Passage:
☆ ☆ ☆ ☆ ☆ ☆ ☆
Il faut s’attendre à ce que la pandémie bouleverse le statu quo
Philippe Leblanc|Publié le 10 avril 2020(Photo: Getty images)
BLOGUE INVITÉ. Au cours des années qui ont suivi la crise financière de 2008-2009, de nombreux observateurs ont adopté la formule «nouvelle normalité» («New Normal») pour décrire ce qui s’est produit économiquement. Dans les années qui ont suivi cette crise, la reprise économique a été longue et lente, contrairement aux reprises qui ont typiquement suivi les récessions des dernières décennies.
La nouvelle normalité a été caractérisée par une faible croissance économique, des taux d’intérêt très bas par rapport aux dernières décennies, un taux d’endettement des gouvernements historiquement élevé, peu d’inflation et le quasi plein emploi dans de nombreux pays occidentaux. On aurait pu continuer encore longtemps sur cette lancée, si le nouveau coronavirus n’avait pas fait des siennes.
Or, je crois qu’il faut s’attendre à ce que la pandémie bouleverse le statu quo au cours des prochaines années. On a déjà vu que les gouvernements sont prêts à tout faire pour que l’économie ne soit pas trop affectée par les sévères mesures de restriction imposées un peu partout dans le monde dans le but de contrer les ravages de la pandémie. Ils feront tout pour aider les entreprises et les consommateurs à traverser les semaines à venir.
S’ils ont appris une chose de la crise financière de 2008-2009, c’est qu’il est préférable d’intervenir rapidement et énergiquement pour permettre au système économique de continuer d’opérer presque normalement. Si l’on veut que l’économie puisse rebondir après la pandémie, il faut avant tout que les entreprises et les consommateurs survivent financièrement.
Ainsi, les investissements et les plans de sauvetage des gouvernements se calculent en multiples de billions de $ (milliers de milliards de dollars). C’est la chose à faire selon moi, mais quelqu’un devra un jour payer pour l’endettement substantiel qui résultera de cette crise. Qui le fera, et comment?
Je vois deux options. La première serait d’augmenter sensiblement les impôts aux entreprises et aux particuliers, tout en réduisant les dépenses gouvernementales. Je crois toutefois que cette option est limitée et qu’elle ne passerait pas très bien politiquement.
☆ ☆ ☆ ☆ ☆ ☆ ☆
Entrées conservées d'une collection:

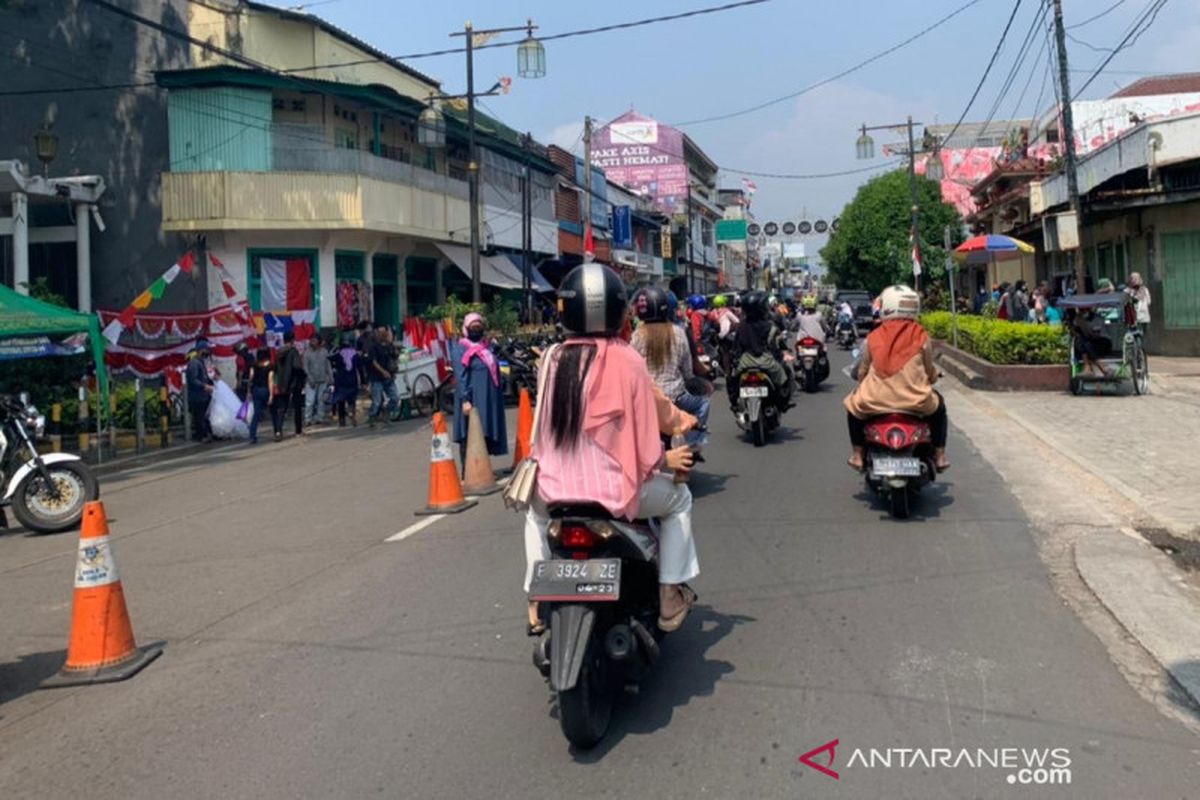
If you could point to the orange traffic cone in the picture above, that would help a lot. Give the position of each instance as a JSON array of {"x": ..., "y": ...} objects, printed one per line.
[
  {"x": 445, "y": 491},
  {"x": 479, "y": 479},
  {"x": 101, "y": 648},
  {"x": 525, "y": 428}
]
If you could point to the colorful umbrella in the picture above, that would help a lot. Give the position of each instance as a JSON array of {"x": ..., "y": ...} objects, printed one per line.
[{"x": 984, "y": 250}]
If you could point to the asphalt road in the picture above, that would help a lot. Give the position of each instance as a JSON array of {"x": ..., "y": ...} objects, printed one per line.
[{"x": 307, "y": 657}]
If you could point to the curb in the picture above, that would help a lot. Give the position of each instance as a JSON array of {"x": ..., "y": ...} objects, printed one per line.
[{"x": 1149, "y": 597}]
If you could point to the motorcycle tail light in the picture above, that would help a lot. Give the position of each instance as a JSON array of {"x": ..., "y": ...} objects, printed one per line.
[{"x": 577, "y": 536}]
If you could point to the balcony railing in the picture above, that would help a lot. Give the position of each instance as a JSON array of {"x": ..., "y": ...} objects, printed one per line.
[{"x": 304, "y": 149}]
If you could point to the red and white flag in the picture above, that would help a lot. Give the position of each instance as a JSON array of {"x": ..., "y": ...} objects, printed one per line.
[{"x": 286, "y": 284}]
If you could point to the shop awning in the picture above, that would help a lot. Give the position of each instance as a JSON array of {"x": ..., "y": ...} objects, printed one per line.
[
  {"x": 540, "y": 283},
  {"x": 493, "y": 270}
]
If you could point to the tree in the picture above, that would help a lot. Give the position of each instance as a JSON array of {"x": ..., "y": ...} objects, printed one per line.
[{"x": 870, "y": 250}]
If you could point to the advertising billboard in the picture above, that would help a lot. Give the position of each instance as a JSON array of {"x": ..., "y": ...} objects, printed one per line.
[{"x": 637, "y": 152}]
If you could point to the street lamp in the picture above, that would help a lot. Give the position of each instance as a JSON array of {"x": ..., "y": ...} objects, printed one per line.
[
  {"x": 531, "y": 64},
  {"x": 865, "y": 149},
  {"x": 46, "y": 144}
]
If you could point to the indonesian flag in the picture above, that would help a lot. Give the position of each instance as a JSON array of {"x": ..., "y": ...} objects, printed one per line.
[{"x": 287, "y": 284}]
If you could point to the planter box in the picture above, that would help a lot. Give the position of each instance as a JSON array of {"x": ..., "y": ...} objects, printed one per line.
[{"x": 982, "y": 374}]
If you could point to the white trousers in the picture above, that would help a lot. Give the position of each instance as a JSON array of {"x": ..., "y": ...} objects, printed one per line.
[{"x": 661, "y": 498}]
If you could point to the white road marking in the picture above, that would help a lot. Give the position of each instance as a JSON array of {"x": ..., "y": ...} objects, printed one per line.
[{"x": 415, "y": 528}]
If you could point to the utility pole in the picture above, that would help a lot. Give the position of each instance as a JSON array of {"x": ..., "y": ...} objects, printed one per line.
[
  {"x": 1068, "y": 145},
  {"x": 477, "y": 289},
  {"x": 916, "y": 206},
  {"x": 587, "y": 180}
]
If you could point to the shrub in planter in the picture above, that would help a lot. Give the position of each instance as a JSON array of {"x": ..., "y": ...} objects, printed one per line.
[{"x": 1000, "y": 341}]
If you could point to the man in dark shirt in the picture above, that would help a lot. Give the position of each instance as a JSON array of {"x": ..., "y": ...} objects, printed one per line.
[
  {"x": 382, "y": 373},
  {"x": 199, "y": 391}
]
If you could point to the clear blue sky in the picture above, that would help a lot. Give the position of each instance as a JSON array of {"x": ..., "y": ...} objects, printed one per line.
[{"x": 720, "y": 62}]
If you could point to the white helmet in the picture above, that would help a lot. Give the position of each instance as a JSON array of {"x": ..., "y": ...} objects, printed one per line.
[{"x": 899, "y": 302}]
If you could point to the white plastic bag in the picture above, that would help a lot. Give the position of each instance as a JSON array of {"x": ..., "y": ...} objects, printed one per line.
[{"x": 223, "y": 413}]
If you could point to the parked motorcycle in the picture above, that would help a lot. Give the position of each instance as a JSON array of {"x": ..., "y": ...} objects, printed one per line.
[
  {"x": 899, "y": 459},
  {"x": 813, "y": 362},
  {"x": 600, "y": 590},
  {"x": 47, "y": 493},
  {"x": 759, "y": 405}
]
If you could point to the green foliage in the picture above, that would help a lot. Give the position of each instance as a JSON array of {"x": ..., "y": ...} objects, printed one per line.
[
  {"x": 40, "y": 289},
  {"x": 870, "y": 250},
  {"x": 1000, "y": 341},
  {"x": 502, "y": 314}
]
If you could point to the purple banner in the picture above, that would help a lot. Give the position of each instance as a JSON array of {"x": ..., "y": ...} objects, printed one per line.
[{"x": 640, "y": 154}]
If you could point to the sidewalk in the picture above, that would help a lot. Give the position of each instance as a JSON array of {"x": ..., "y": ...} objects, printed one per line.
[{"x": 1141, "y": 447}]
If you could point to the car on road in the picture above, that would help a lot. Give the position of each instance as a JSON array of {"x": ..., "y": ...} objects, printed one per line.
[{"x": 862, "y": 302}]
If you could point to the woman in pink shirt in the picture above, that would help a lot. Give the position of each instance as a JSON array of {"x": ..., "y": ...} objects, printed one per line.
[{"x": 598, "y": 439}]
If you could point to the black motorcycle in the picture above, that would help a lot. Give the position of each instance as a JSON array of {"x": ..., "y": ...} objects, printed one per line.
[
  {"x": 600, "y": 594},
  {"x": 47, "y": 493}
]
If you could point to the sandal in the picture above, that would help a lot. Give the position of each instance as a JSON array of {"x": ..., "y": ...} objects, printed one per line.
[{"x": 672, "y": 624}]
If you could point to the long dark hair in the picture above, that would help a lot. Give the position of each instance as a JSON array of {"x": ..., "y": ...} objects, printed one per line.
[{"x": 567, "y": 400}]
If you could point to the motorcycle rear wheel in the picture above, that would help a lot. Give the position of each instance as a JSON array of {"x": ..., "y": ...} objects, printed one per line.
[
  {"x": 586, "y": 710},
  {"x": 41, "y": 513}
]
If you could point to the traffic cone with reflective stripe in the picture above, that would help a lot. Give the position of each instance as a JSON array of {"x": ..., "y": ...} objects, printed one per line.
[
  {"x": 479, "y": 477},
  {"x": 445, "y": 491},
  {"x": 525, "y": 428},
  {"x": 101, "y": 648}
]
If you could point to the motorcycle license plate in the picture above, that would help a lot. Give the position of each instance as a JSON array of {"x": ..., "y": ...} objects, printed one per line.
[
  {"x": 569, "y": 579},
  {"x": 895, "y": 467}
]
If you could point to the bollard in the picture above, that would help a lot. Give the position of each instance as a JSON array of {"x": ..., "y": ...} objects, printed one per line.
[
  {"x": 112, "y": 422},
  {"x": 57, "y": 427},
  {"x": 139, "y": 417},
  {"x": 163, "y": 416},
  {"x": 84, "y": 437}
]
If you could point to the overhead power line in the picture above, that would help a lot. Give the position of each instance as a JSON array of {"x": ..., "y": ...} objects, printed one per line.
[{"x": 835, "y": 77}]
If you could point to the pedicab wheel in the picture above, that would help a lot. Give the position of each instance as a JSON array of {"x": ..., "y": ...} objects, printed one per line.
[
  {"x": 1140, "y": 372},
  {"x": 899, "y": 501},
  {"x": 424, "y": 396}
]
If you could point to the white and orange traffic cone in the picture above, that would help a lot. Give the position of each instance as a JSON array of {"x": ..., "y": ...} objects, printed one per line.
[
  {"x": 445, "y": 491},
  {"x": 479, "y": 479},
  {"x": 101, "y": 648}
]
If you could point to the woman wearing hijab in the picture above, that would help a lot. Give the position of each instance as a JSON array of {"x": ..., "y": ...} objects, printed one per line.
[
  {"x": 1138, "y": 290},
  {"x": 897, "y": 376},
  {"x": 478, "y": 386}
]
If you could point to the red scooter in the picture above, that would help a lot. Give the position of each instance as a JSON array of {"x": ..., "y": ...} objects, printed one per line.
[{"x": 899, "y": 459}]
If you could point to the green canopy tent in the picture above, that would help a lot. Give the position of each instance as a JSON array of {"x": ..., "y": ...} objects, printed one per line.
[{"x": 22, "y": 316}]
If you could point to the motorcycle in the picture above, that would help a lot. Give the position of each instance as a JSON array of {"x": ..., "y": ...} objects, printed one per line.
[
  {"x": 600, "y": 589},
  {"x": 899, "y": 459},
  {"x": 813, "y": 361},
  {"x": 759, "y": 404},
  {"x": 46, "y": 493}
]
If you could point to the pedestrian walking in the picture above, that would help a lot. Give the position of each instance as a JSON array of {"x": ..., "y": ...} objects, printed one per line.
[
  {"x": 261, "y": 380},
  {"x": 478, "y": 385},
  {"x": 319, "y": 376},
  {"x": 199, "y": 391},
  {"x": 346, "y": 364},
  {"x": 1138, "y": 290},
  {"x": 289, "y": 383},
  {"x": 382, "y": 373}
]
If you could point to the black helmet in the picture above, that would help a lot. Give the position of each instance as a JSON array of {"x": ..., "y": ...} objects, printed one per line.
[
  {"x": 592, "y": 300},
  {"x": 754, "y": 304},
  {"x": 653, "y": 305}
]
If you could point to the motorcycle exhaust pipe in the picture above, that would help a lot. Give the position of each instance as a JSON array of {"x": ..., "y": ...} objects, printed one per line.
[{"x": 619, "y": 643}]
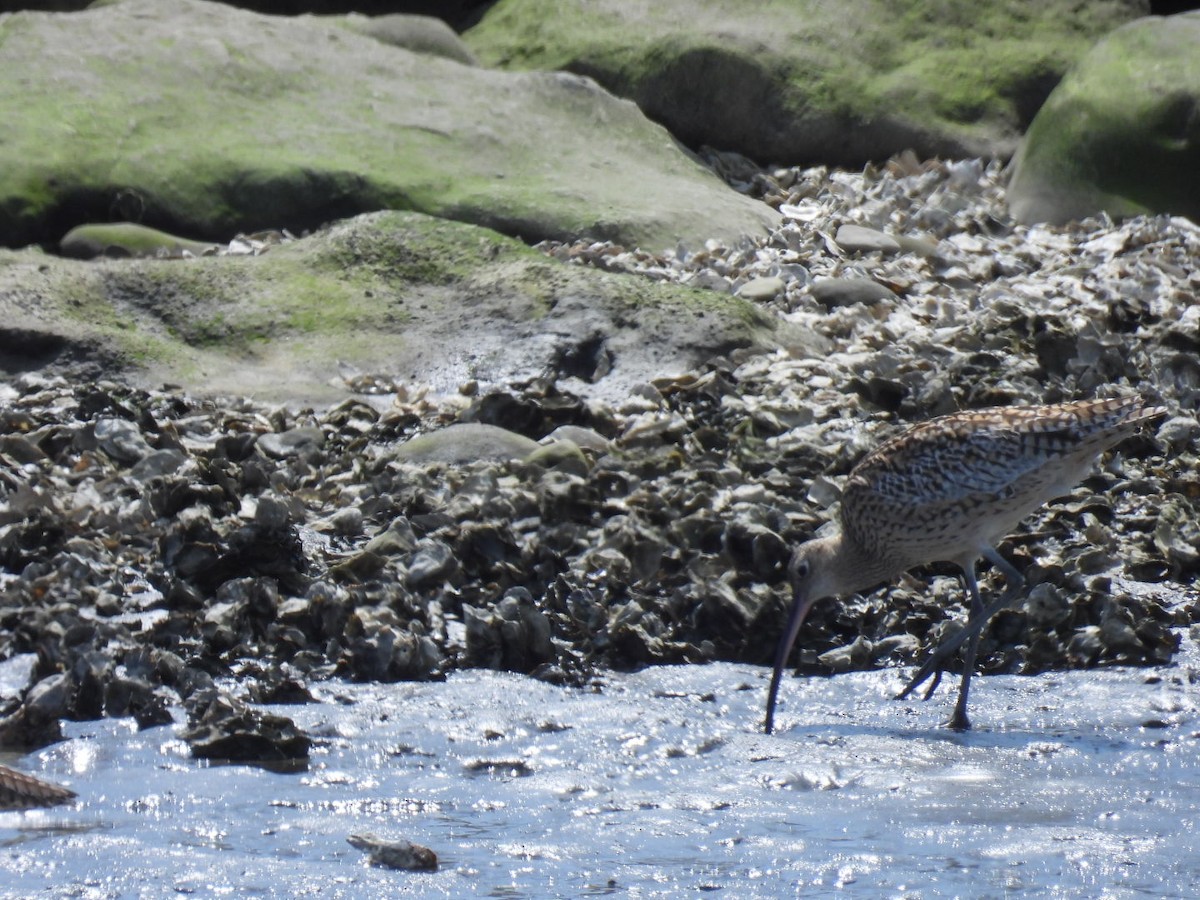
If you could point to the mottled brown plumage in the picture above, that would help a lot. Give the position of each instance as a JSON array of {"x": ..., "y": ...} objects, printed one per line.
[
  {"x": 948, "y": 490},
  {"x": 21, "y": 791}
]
☆ ☆ ☆ ☆ ☆ ☆ ☆
Tâche à réaliser 1:
Répondez aux questions suivantes à partir du texte sur la pandémie.
(a) Quelle formule de nombreux observateurs ont-ils adoptée pour décrire ce qui s'est produit économiquement après la crise financière de 2008-2009?
(b) En quoi se calculent les investissements et les plans de sauvetage des gouvernements?
(c) En quoi consisterait la première option évoquée pour payer l'endettement?
Tâche à réaliser 2:
Poursuivez le texte sur la pandémie à partir de sa dernière phrase.

Réponse à la tâche 1:
(a) La formule «nouvelle normalité» («New Normal»).
(b) En multiples de billions de dollars (milliers de milliards de dollars).
(c) À augmenter sensiblement les impôts aux entreprises et aux particuliers, tout en réduisant les dépenses gouvernementales.

Réponse à la tâche 2:
La deuxième est à mon avis la plus plausible: les banques centrales continueront d’imprimer de l’argent et d’acheter la dette qui aura été émise par les gouvernements. Le résultat probable sera une hausse du taux d’inflation pendant de nombreuses années. Seule une hausse de l’inflation permettra probablement de réduire le fardeau de la dette énorme qui résultera de la pandémie.
Quel serait l’impact d’un tel scénario sur les divers types de placements et comment l’investisseur pourra-t-il s’en sortir?
À mon avis, il devrait privilégier les types de placements qui permettent de le protéger de l’inflation à venir: les actions de sociétés en Bourse, l’immobilier et l’or. De ces trois classes d’actif, je préfère les deux premières puisqu’elles procurent un revenu, contrairement à l’or.
En revanche, dans un tel scénario, les placements à revenus fixes deviendront de moins en moins attrayants. Je ne crois pas que ce soit une bonne idée d’acheter des obligations à long terme à taux fixes, surtout que les taux d’intérêt qu’elles offrent sont très bas.
Si l’on privilégie les actions de sociétés, j’ajouterais qu’il sera préférable de choisir des titres de sociétés qui seront aptes à refiler les hausses de coûts à venir en haussant le prix de leurs produits ou services. Les entreprises qui ont la capacité d’augmenter le prix de leurs produits grâce à une demande relativement peu élastique seront mieux placées pour contrer l’inflation.
Ma boule de cristal est trouble, surtout présentement. Une «nouvelle normalité» de ce genre me semble néanmoins un scénario fort plausible pour les années à venir.